Pull from the data below each line where the word "ambulance" occurs, and copy it.
[Material for this exercise Boundary: Start]
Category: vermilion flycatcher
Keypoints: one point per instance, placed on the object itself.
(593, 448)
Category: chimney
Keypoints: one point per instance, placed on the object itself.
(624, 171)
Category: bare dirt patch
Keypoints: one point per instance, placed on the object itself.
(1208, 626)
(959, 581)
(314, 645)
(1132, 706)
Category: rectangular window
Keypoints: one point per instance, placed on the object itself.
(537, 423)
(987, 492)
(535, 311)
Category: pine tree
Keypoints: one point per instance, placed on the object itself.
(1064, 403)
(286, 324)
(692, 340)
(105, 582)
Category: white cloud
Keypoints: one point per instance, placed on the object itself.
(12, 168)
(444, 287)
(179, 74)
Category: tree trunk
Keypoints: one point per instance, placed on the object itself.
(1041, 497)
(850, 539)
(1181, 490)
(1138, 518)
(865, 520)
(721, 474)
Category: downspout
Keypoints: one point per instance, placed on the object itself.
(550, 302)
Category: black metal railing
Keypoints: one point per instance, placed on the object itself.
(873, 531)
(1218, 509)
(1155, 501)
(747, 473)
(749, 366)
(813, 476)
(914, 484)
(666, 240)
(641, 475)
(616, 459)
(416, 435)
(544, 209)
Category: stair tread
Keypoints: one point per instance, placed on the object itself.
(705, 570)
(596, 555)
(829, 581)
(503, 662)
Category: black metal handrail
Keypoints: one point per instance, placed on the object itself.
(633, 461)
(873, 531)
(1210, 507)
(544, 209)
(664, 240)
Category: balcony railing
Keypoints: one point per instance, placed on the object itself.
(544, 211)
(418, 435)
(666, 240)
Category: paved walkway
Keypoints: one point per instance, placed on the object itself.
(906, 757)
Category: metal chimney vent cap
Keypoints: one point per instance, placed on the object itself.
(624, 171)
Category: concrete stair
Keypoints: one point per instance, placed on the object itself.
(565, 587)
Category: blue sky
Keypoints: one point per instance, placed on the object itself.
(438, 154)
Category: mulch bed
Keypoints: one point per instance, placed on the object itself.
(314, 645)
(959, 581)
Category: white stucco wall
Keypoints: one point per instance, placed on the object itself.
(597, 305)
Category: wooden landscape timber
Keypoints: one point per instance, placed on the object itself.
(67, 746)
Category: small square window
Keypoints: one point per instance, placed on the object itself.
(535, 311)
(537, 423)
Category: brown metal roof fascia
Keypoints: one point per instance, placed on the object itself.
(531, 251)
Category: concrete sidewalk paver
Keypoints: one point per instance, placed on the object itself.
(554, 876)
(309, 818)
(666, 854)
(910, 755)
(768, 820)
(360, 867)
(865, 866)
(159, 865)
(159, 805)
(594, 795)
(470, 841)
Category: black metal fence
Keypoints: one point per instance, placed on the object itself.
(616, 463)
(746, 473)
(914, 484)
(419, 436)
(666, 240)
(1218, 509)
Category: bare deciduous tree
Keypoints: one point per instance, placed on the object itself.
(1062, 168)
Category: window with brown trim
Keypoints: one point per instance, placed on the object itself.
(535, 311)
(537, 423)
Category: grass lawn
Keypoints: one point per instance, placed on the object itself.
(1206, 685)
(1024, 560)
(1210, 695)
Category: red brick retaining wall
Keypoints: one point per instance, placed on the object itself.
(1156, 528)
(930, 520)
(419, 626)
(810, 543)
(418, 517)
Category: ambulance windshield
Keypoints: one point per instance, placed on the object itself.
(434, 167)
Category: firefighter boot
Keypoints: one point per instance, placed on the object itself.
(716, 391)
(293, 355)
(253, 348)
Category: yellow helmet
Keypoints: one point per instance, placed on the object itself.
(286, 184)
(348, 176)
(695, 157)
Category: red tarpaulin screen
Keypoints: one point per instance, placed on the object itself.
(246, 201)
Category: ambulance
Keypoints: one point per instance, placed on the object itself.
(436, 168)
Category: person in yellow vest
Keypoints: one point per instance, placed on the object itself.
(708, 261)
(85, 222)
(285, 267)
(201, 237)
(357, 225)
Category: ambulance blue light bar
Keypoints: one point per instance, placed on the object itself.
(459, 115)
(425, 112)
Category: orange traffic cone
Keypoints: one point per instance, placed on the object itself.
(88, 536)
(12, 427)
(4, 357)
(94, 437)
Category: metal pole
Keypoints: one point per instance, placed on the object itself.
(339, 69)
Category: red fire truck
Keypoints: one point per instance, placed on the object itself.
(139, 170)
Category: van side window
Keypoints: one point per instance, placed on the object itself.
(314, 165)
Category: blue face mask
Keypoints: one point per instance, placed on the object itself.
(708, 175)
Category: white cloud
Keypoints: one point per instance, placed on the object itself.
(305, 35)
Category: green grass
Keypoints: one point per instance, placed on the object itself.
[Material for this exercise Boundary: End]
Written answer:
Category: ambulance windshield
Category: ambulance
Category: ambulance blue light bar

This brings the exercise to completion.